### EXERCÍCIO 1
Extraia do texto sobre os ODM o trecho que começa em "(Revista Reprodução e" e prossegue até "cumprimento dos resultados.".
### EXERCÍCIO 2
Responda com base no texto sobre os ODM:
(a) Em que ano os ODM foram estabelecidos?
(b) Quantos Estados-membros adotaram a Declaração do Milênio?
(c) Qual redução da mortalidade materna o quinto ODM prevê?

### TRECHO DA FONTE

┌──

(Revista Reprodução e Climatério) Os Objetivos de Desenvolvimento do Milênio (ODM) foram estabelecidos em 2000 pela Declaração do Milênio da Organização das Nações Unidas (ONU). O documento, adotado por 191 Estados-membros, busca sintetizar os vários acordos firmados nas cúpulas mundiais, principalmente ao longo dos anos 1990, como a Rio-92. A Declaração do Milênio estabelece compromissos concretos que, cumpridos nos prazos planejados, levariam a uma significativa melhoria na qualidade de vida da humanidade até 2015. São oito objetivos, que incorporam 22 metas e 48 indicadores, os quais podem ser acompanhados, comparados e avaliados. Esses referenciais devem ser acessíveis às populações, que têm o direito de monitorar sua evolução e de exigir de seus representantes o cumprimento dos resultados.
De fato, os ODM despertam a necessidade de enfrentar e, se possível, erradicar algumas históricas mazelas sociais: a pobreza extrema, a fome, a falta de acesso à educação de qualidade, a iniquidade de gênero, as doenças e mortes evitáveis, a exploração predatória do ambiente, a precariedade das condições de vida. Nesse sentido, o quinto ODM trata especificamente das condições de saúde das gestantes, com duas metas para serem atingidas no próximo ano: a redução da mortalidade materna em três quartos do nível observado em 1990 e a universalização do acesso à saúde sexual e reprodutiva.

└──

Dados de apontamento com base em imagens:
┌──

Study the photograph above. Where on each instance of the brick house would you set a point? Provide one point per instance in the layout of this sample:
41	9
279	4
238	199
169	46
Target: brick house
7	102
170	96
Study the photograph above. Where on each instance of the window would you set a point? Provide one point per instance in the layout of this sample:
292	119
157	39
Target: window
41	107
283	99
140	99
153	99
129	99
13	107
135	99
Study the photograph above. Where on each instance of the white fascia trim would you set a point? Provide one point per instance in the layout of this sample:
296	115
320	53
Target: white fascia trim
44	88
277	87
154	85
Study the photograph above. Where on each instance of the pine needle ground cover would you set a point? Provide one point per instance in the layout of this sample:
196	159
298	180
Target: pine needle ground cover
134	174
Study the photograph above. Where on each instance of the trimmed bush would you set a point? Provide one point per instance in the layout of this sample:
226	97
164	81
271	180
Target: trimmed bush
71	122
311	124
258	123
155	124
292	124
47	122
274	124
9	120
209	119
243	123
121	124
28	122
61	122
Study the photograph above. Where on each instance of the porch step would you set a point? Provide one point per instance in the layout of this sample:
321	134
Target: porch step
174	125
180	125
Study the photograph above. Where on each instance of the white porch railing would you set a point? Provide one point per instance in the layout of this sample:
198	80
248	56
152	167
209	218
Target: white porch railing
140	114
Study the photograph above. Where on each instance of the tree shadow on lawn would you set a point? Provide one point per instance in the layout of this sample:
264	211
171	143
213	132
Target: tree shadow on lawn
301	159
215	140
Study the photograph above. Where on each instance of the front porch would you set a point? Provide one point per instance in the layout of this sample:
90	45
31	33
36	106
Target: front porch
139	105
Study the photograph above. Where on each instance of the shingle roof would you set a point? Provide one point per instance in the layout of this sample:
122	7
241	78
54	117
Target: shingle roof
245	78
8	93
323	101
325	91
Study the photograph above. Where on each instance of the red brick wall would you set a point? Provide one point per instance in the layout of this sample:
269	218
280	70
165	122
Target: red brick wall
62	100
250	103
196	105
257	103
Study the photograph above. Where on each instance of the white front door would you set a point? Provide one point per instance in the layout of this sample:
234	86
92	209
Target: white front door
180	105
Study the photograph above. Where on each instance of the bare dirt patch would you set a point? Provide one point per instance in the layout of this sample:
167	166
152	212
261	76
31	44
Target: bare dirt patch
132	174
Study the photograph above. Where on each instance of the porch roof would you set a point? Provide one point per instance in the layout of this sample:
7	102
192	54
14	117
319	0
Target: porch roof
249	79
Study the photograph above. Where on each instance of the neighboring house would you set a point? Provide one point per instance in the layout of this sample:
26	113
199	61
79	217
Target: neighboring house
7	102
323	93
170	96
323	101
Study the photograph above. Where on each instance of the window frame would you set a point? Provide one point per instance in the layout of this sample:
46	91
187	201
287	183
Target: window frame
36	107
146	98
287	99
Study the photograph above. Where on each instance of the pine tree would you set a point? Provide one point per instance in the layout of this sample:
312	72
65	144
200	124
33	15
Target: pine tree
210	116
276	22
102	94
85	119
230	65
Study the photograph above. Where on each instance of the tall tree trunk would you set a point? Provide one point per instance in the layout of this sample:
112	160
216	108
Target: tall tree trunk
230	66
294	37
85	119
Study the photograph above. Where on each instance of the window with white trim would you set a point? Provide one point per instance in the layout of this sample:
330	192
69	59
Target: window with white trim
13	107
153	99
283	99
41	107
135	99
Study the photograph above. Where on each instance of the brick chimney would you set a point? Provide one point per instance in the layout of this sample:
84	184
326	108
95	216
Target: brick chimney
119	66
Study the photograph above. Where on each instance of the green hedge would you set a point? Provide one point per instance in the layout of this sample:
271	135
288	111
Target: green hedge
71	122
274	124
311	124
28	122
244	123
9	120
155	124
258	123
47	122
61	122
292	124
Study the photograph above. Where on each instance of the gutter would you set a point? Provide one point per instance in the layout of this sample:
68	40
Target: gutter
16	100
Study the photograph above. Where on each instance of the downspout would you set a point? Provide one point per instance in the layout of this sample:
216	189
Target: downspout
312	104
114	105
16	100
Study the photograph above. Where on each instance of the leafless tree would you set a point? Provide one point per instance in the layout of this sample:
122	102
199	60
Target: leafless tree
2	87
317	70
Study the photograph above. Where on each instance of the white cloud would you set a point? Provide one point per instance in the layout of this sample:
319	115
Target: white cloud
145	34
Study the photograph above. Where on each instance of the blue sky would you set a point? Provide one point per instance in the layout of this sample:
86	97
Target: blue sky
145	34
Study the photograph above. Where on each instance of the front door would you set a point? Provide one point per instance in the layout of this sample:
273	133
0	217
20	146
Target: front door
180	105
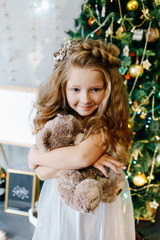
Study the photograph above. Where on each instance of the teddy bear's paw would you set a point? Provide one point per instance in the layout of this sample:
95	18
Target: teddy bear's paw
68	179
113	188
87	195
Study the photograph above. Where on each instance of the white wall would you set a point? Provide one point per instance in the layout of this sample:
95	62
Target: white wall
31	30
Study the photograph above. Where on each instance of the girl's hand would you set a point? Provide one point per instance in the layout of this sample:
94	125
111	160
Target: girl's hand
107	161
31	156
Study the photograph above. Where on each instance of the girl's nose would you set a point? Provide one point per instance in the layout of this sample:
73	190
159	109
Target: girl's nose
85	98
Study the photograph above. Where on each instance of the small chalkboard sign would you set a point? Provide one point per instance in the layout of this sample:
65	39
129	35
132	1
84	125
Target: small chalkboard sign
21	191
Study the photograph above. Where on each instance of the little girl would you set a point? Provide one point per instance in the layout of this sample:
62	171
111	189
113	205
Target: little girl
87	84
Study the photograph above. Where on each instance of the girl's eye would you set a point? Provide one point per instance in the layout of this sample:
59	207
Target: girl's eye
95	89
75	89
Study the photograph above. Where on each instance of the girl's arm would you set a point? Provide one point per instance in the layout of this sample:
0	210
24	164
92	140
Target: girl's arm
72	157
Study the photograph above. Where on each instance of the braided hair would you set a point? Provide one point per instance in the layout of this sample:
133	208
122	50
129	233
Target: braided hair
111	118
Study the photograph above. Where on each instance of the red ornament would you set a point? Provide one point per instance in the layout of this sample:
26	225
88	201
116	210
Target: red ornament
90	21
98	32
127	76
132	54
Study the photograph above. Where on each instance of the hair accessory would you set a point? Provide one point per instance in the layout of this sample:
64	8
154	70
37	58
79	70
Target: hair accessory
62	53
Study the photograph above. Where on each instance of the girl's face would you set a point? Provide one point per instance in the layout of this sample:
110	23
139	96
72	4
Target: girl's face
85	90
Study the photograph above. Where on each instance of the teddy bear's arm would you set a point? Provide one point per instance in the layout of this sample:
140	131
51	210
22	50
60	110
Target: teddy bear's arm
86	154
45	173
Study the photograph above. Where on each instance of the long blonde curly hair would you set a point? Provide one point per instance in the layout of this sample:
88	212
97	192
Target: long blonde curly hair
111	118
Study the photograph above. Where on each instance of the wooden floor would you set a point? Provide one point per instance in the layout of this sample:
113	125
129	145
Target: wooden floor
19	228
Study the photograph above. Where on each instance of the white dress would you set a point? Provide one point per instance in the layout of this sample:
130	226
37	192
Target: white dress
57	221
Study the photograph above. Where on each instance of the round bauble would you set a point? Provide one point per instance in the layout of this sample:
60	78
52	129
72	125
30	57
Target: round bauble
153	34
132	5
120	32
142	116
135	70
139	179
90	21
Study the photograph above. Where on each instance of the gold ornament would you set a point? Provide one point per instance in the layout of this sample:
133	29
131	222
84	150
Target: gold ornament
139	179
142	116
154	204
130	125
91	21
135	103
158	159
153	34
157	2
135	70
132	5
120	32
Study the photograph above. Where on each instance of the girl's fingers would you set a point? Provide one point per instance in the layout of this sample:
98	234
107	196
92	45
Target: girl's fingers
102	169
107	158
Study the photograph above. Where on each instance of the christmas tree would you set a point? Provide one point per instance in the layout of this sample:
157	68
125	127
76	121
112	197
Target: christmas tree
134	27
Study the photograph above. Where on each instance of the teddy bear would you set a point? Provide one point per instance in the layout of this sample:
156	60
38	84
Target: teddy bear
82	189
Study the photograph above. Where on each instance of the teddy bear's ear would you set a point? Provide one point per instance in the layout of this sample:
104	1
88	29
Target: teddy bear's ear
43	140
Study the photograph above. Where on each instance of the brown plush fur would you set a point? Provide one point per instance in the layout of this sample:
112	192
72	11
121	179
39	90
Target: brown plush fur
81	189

└──
┌──

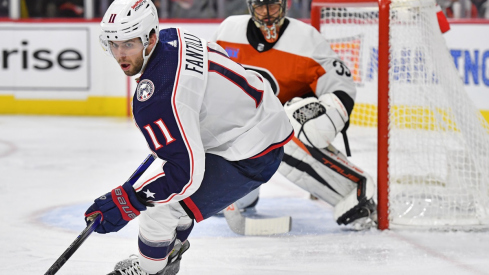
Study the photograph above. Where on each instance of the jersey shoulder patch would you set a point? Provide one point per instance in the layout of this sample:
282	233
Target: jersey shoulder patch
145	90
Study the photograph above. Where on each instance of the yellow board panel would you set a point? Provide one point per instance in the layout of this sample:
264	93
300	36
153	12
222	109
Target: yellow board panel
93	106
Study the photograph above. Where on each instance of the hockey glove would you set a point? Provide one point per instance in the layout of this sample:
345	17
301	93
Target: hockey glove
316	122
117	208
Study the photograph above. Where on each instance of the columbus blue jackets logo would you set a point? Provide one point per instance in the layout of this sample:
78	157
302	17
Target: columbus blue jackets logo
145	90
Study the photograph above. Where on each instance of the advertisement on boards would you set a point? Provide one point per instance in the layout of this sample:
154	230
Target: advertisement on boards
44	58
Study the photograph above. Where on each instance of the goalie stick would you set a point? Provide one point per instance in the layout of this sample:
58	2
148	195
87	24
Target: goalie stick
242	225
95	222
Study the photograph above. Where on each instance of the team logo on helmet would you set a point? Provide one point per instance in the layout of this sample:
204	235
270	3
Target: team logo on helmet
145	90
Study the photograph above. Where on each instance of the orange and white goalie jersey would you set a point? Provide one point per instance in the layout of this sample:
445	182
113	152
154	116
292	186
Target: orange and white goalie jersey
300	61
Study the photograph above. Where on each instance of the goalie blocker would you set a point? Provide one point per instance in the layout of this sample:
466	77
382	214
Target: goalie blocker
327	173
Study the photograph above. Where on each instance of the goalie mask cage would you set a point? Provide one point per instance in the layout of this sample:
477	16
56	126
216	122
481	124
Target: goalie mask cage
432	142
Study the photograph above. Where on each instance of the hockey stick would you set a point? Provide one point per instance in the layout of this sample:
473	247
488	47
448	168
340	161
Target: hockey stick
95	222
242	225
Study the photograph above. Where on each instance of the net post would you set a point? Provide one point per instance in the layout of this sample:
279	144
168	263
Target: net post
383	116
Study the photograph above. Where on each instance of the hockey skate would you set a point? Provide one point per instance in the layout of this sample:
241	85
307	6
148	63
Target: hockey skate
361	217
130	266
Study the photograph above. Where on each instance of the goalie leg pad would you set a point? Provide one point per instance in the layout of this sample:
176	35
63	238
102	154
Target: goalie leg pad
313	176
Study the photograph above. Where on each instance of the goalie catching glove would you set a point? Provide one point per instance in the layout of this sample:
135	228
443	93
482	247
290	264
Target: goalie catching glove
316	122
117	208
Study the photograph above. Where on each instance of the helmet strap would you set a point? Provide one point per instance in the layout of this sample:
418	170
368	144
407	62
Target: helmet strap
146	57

└──

### RESOLUÇÃO DO EXERCÍCIO 1
(Revista Reprodução e Climatério) Os Objetivos de Desenvolvimento do Milênio (ODM) foram estabelecidos em 2000 pela Declaração do Milênio da Organização das Nações Unidas (ONU). O documento, adotado por 191 Estados-membros, busca sintetizar os vários acordos firmados nas cúpulas mundiais, principalmente ao longo dos anos 1990, como a Rio-92. A Declaração do Milênio estabelece compromissos concretos que, cumpridos nos prazos planejados, levariam a uma significativa melhoria na qualidade de vida da humanidade até 2015. São oito objetivos, que incorporam 22 metas e 48 indicadores, os quais podem ser acompanhados, comparados e avaliados. Esses referenciais devem ser acessíveis às populações, que têm o direito de monitorar sua evolução e de exigir de seus representantes o cumprimento dos resultados.

### RESOLUÇÃO DO EXERCÍCIO 2
(a) Em 2000.
(b) 191 Estados-membros.
(c) Redução em três quartos do nível observado em 1990.